- [Exercise]: The exercise calls for a faithful copy of all the data.

- [Data]:
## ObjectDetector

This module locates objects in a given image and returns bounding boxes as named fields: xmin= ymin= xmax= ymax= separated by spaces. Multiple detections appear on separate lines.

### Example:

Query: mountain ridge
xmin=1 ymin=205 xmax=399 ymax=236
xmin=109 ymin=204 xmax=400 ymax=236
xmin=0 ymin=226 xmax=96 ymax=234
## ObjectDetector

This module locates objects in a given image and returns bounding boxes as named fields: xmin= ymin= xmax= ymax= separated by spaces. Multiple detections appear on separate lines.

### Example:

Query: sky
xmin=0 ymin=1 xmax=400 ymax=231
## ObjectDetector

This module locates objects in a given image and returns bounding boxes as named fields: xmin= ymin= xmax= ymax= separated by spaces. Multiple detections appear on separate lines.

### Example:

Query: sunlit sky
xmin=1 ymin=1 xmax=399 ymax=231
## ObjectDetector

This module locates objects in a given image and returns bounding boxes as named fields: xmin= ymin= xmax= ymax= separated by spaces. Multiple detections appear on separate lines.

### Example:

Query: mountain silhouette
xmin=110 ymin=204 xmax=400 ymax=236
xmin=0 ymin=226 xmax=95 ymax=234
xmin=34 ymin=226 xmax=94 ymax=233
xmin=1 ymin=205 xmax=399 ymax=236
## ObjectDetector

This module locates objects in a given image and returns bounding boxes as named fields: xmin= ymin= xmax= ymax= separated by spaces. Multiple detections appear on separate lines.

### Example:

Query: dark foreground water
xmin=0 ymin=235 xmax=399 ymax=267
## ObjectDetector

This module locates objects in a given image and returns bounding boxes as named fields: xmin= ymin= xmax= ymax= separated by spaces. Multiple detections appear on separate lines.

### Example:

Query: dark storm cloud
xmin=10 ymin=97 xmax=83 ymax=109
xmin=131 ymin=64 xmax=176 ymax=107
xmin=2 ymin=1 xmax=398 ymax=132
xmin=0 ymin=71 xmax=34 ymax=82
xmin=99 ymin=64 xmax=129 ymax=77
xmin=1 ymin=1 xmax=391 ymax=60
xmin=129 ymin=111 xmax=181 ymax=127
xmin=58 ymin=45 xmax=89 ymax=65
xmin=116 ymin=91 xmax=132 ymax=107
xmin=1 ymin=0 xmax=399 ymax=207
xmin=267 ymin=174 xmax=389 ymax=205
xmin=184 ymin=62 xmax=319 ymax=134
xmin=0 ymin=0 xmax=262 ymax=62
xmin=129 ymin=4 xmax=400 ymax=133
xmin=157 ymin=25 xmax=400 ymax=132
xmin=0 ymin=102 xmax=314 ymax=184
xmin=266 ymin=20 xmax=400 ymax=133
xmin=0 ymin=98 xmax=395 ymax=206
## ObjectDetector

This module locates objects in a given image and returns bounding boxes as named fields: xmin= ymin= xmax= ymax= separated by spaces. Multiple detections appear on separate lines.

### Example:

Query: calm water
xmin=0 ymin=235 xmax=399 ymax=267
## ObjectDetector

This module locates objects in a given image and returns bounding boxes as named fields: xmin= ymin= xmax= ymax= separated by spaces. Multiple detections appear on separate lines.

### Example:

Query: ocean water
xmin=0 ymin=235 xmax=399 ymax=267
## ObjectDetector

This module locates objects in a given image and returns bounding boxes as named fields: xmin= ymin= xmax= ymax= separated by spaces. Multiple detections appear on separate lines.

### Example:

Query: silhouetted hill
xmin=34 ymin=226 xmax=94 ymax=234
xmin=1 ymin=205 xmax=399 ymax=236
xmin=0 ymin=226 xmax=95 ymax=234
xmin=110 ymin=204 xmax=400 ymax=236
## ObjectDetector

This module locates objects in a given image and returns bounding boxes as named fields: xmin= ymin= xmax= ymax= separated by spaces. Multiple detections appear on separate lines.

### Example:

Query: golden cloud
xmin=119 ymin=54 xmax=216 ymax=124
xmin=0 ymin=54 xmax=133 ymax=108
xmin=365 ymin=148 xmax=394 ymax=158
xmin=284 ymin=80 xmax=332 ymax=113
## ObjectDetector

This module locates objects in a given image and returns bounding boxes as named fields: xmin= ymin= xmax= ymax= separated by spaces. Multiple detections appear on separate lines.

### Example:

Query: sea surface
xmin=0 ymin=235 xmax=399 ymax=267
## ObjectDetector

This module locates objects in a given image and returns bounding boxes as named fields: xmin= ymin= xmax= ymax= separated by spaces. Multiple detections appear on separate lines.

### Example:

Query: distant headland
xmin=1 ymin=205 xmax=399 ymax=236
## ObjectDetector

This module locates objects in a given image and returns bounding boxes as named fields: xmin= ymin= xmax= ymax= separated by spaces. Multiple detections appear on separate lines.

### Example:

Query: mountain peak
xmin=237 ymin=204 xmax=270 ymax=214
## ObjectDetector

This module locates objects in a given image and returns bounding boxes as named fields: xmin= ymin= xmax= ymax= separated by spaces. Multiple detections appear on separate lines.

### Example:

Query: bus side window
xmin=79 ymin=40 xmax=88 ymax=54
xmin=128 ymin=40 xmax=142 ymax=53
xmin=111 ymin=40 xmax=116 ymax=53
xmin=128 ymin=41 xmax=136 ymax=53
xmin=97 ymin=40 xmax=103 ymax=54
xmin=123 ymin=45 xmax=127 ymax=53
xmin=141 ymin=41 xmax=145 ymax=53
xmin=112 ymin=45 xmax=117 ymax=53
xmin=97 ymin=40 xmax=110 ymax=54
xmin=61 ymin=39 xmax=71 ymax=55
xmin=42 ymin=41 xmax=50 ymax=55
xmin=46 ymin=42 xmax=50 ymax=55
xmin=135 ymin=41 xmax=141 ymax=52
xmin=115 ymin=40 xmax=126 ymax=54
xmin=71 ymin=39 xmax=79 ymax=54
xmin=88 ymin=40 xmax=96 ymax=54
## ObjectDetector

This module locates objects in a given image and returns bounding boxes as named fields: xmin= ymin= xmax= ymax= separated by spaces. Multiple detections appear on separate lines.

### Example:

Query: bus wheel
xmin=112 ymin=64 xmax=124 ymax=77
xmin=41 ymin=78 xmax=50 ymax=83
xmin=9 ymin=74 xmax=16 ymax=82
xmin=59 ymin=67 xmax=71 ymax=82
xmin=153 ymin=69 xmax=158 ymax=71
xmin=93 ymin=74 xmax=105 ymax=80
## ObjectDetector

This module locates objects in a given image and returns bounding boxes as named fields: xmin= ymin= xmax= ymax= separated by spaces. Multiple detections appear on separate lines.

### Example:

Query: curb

- [Answer]:
## ObjectDetector

This module locates objects in a given image and returns bounding boxes as named fields: xmin= ymin= xmax= ymax= separated by spaces. Multiple detections appear on separate lines.

### Example:

Query: mountain ridge
xmin=1 ymin=205 xmax=399 ymax=236
xmin=109 ymin=204 xmax=400 ymax=236
xmin=0 ymin=226 xmax=96 ymax=234
## ObjectDetector

This module locates objects in a given image and returns bounding boxes as named fields: xmin= ymin= xmax= ymax= separated by spaces. Multiple detections appear on separate lines.

### Example:

Query: sky
xmin=0 ymin=1 xmax=400 ymax=231
## ObjectDetector

This module locates objects in a given image and returns bounding boxes as named fields: xmin= ymin= xmax= ymax= separated by spaces. Multiple detections appear on separate lines.

### Example:

Query: sunlit sky
xmin=1 ymin=1 xmax=399 ymax=231
## ObjectDetector

This module locates objects in a given image and returns bounding boxes as named fields: xmin= ymin= xmax= ymax= separated by spaces. Multiple detections appear on separate lines.

### Example:

Query: mountain silhouette
xmin=110 ymin=204 xmax=400 ymax=236
xmin=0 ymin=226 xmax=95 ymax=234
xmin=34 ymin=226 xmax=94 ymax=233
xmin=1 ymin=205 xmax=399 ymax=236
## ObjectDetector

This module locates objects in a given image and returns bounding boxes as named fields: xmin= ymin= xmax= ymax= separated by spaces. Multiple detections appear on separate lines.

### Example:

Query: dark foreground water
xmin=0 ymin=235 xmax=399 ymax=267
## ObjectDetector

This module locates objects in a given image and returns bounding boxes as named fields: xmin= ymin= xmax= ymax= separated by spaces. Multiple detections appear on separate lines.

### Example:

Query: dark storm cloud
xmin=10 ymin=97 xmax=83 ymax=109
xmin=131 ymin=64 xmax=176 ymax=107
xmin=2 ymin=1 xmax=398 ymax=132
xmin=0 ymin=71 xmax=34 ymax=82
xmin=99 ymin=64 xmax=129 ymax=77
xmin=1 ymin=1 xmax=391 ymax=60
xmin=129 ymin=111 xmax=181 ymax=127
xmin=58 ymin=45 xmax=89 ymax=65
xmin=116 ymin=91 xmax=132 ymax=107
xmin=1 ymin=0 xmax=399 ymax=207
xmin=267 ymin=174 xmax=389 ymax=205
xmin=184 ymin=62 xmax=319 ymax=134
xmin=0 ymin=0 xmax=262 ymax=62
xmin=129 ymin=4 xmax=400 ymax=133
xmin=157 ymin=25 xmax=400 ymax=132
xmin=0 ymin=102 xmax=314 ymax=184
xmin=266 ymin=20 xmax=400 ymax=133
xmin=0 ymin=98 xmax=395 ymax=206
## ObjectDetector

This module locates objects in a given image and returns bounding boxes as named fields: xmin= ymin= xmax= ymax= separated by spaces. Multiple detections appear on separate lines.

### Example:

Query: calm water
xmin=0 ymin=235 xmax=399 ymax=267
## ObjectDetector

This module locates objects in a given image and returns bounding boxes as named fields: xmin= ymin= xmax= ymax= separated by spaces. Multiple detections appear on separate lines.

### Example:

Query: ocean water
xmin=0 ymin=235 xmax=399 ymax=267
## ObjectDetector

This module locates objects in a given image and returns bounding boxes as named fields: xmin= ymin= xmax= ymax= separated by spaces. Multiple detections appear on separate lines.

### Example:

Query: silhouetted hill
xmin=34 ymin=226 xmax=94 ymax=234
xmin=1 ymin=205 xmax=399 ymax=236
xmin=0 ymin=226 xmax=95 ymax=234
xmin=110 ymin=204 xmax=400 ymax=236
## ObjectDetector

This module locates objects in a given image and returns bounding boxes as named fields: xmin= ymin= xmax= ymax= separated by spaces. Multiple detections appear on separate lines.

### Example:

Query: golden cloud
xmin=119 ymin=54 xmax=216 ymax=124
xmin=0 ymin=54 xmax=133 ymax=108
xmin=365 ymin=148 xmax=394 ymax=158
xmin=284 ymin=80 xmax=332 ymax=113
## ObjectDetector

This module locates objects in a given image and returns bounding boxes as named fields: xmin= ymin= xmax= ymax= separated by spaces. Multiple detections appear on separate lines.

### Example:

Query: sea surface
xmin=0 ymin=235 xmax=399 ymax=267
## ObjectDetector

This module locates objects in a given image and returns bounding boxes as named fields: xmin= ymin= xmax= ymax= separated by spaces. Multiple detections appear on separate lines.

### Example:

Query: distant headland
xmin=1 ymin=205 xmax=399 ymax=236
## ObjectDetector

This module locates objects in a given image and returns bounding boxes as named fields: xmin= ymin= xmax= ymax= separated by spaces. Multiple detections appear on separate lines.

### Example:

Query: mountain peak
xmin=237 ymin=204 xmax=270 ymax=214
## ObjectDetector

This module locates objects in a given image and returns bounding boxes as named fields: xmin= ymin= xmax= ymax= separated by spaces. Multiple detections appear on separate lines.

### Example:

Query: bus side window
xmin=79 ymin=40 xmax=88 ymax=54
xmin=128 ymin=40 xmax=142 ymax=53
xmin=111 ymin=40 xmax=116 ymax=53
xmin=128 ymin=41 xmax=136 ymax=53
xmin=97 ymin=40 xmax=103 ymax=54
xmin=123 ymin=45 xmax=127 ymax=53
xmin=141 ymin=41 xmax=145 ymax=53
xmin=112 ymin=45 xmax=117 ymax=53
xmin=97 ymin=40 xmax=110 ymax=54
xmin=61 ymin=39 xmax=71 ymax=55
xmin=42 ymin=41 xmax=50 ymax=55
xmin=46 ymin=42 xmax=50 ymax=55
xmin=135 ymin=41 xmax=141 ymax=52
xmin=115 ymin=40 xmax=126 ymax=54
xmin=71 ymin=39 xmax=79 ymax=54
xmin=88 ymin=40 xmax=96 ymax=54
## ObjectDetector

This module locates objects in a given image and returns bounding boxes as named fields: xmin= ymin= xmax= ymax= separated by spaces. Multiple detections appear on separate lines.

### Example:

Query: bus wheel
xmin=112 ymin=64 xmax=124 ymax=77
xmin=41 ymin=78 xmax=50 ymax=83
xmin=9 ymin=74 xmax=16 ymax=82
xmin=59 ymin=67 xmax=71 ymax=82
xmin=153 ymin=69 xmax=158 ymax=71
xmin=93 ymin=74 xmax=105 ymax=80
## ObjectDetector

This module locates objects in a given image and returns bounding boxes as named fields: xmin= ymin= xmax= ymax= separated by spaces. Multiple detections appear on separate lines.

### Example:

Query: curb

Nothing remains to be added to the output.